[Object pointing dataset rows]
::::
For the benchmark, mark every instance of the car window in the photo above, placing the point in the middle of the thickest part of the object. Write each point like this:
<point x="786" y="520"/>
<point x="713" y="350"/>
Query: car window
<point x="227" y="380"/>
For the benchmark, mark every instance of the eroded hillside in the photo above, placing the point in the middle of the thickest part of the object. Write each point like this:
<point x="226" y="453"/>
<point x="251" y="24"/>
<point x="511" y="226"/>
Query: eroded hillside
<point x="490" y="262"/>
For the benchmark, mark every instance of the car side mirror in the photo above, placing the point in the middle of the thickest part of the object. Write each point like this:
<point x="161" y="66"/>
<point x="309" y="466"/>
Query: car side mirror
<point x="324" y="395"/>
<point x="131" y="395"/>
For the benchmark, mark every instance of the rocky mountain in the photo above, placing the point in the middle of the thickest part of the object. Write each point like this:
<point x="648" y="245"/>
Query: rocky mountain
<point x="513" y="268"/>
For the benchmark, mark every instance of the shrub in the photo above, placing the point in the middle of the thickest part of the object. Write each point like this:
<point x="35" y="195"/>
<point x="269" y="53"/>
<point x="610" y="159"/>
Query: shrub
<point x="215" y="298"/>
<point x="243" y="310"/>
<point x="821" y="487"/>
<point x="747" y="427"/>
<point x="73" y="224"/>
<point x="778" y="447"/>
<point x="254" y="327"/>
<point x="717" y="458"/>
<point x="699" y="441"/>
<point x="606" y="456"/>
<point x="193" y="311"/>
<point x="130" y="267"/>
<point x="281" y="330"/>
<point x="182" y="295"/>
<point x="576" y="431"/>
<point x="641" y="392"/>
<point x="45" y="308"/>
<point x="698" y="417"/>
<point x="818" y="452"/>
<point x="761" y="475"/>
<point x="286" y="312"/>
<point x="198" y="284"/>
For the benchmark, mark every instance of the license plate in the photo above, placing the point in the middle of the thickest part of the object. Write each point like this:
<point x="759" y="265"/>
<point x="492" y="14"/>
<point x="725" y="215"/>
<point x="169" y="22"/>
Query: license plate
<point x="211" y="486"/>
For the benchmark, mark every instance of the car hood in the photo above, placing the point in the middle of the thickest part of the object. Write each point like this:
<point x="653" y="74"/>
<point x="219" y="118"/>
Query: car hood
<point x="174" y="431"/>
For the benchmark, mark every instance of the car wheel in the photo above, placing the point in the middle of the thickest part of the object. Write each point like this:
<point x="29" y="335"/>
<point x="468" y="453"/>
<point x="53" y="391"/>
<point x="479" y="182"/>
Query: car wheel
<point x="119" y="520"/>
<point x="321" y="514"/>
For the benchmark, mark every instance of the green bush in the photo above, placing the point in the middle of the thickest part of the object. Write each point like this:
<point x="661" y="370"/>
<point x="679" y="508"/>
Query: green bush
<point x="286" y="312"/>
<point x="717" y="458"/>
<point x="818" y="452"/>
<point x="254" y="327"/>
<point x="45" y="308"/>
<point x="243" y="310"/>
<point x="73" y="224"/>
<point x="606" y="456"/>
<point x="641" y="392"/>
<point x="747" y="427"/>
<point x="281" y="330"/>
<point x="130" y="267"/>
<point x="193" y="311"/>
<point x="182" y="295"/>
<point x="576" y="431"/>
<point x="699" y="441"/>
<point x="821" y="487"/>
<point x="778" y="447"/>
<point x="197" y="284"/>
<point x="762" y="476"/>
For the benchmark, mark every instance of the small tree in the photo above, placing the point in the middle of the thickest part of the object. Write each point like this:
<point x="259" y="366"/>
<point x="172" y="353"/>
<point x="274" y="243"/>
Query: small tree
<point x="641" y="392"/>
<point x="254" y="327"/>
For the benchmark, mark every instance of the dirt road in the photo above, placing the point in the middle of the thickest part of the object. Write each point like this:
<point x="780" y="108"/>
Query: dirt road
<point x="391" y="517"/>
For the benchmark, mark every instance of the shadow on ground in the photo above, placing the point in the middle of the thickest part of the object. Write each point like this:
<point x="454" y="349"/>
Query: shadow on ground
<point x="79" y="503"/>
::::
Please write out the lines of the records as a numbered list, starting with the line that contains "For the benchmark, mark every instance of the shadow" and going on through the end of the records, leaving out any blank lines.

(Solution for this exercise):
1. For the benchmark, mark every instance of the shadow on ground in the photo above, placing the point in the middle of the thickest part of the object. Write each point like this:
2. <point x="454" y="349"/>
3. Query: shadow on ground
4. <point x="79" y="503"/>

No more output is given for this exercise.